┌─ Material supplied

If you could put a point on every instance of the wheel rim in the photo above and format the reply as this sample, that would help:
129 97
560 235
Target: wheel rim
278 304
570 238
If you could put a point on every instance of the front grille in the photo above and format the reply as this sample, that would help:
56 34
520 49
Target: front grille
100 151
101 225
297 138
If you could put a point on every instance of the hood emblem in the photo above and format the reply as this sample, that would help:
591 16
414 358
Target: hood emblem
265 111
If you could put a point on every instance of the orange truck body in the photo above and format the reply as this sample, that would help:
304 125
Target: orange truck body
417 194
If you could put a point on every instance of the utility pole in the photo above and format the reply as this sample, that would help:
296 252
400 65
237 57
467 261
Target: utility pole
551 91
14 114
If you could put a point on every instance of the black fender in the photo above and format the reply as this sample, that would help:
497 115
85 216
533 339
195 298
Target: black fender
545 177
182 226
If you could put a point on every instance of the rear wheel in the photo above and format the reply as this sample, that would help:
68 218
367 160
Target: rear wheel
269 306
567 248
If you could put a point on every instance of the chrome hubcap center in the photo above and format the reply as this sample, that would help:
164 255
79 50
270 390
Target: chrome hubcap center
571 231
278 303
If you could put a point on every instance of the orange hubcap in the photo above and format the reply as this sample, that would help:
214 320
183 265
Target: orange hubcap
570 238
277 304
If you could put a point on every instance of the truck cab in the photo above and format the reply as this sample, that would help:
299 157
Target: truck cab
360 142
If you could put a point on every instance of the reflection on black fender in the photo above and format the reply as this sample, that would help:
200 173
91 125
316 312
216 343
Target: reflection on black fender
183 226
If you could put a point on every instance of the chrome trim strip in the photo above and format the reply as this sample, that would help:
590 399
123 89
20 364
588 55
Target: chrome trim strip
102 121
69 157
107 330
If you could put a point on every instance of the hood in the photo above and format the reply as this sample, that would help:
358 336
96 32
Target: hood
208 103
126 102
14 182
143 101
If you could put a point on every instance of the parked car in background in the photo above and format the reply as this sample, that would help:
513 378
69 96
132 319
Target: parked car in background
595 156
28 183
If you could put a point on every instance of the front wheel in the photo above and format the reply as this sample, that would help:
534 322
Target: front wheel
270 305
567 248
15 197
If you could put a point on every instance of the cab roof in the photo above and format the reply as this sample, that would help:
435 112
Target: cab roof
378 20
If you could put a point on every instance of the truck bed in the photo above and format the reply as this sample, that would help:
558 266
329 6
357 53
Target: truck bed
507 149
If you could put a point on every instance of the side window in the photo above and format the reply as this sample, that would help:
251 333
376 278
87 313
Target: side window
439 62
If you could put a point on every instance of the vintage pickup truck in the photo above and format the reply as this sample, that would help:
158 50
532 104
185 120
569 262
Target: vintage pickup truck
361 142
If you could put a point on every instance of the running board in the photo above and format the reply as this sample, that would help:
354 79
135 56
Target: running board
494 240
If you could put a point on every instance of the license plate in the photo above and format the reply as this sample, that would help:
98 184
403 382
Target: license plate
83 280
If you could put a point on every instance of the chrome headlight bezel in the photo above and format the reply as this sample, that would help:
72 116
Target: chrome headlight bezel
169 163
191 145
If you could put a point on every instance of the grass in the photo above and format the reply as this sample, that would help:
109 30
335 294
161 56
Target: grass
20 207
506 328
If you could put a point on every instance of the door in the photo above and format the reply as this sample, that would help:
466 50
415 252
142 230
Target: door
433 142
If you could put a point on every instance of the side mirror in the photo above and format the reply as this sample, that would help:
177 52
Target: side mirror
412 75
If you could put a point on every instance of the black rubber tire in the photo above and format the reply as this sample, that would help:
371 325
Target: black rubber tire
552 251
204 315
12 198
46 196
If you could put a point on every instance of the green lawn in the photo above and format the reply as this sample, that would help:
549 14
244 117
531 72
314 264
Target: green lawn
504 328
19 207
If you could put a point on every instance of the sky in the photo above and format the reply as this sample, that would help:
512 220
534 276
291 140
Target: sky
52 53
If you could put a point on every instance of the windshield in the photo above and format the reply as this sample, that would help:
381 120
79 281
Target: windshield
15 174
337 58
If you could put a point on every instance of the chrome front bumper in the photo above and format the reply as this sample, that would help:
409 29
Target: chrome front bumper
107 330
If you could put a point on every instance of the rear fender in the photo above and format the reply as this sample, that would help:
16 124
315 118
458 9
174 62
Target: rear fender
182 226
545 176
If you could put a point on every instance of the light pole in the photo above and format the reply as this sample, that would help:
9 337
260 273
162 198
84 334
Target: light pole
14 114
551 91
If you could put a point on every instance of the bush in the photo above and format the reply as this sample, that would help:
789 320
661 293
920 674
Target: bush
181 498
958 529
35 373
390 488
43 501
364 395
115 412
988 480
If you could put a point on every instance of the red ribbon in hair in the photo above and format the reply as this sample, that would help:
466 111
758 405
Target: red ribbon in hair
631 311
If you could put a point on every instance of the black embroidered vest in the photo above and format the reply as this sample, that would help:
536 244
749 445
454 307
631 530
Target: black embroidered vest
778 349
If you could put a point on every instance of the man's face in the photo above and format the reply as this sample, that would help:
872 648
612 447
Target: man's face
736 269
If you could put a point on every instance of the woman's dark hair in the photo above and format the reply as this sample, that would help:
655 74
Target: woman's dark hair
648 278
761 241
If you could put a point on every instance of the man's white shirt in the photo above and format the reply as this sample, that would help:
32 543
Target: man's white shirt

└─

What you have to do: Reproduce exactly the lines from the one with "the chrome front" through the end of the entries above, both ends included.

Exercise response:
If you could put a point on every instance of the chrome front bumper in the photo above and format the reply as this sample, that would help:
409 29
Target: chrome front bumper
107 330
If you could put a point on every instance of the rear fender in the photo above and format the reply as this sample, that would help:
16 124
315 118
458 9
174 62
Target: rear fender
182 226
545 176
If you could put a point on every instance of the light pole in the photo above and format the reply as this sample, that would help:
9 337
260 273
162 198
84 334
Target: light pole
14 114
551 91
If you could put a point on every instance of the bush in the photo above and format the reply as this sample, that would help:
789 320
661 293
920 674
Target: bush
181 498
958 529
35 373
390 488
43 501
364 395
115 412
988 480
If you could put a point on every instance of the red ribbon in hair in the photo above and format the reply as this sample, that would help:
466 111
758 405
Target: red ribbon in hair
631 311
If you could put a point on every instance of the black embroidered vest in the photo above and format the reply as this sample, that would help:
536 244
749 445
454 307
631 530
Target: black embroidered vest
778 349
If you could put a point on every instance of the man's face in the photo above and format the reply as this sample, that would help:
872 648
612 447
Target: man's face
736 269
If you could put a point on every instance of the woman's dark hair in the photo above and format the reply as this sample, that would help:
655 74
Target: woman's dark hair
648 278
761 241
If you could put a point on every instance of the man's white shirt in the photo above and format the reply as this sample, that would help:
32 543
Target: man's white shirt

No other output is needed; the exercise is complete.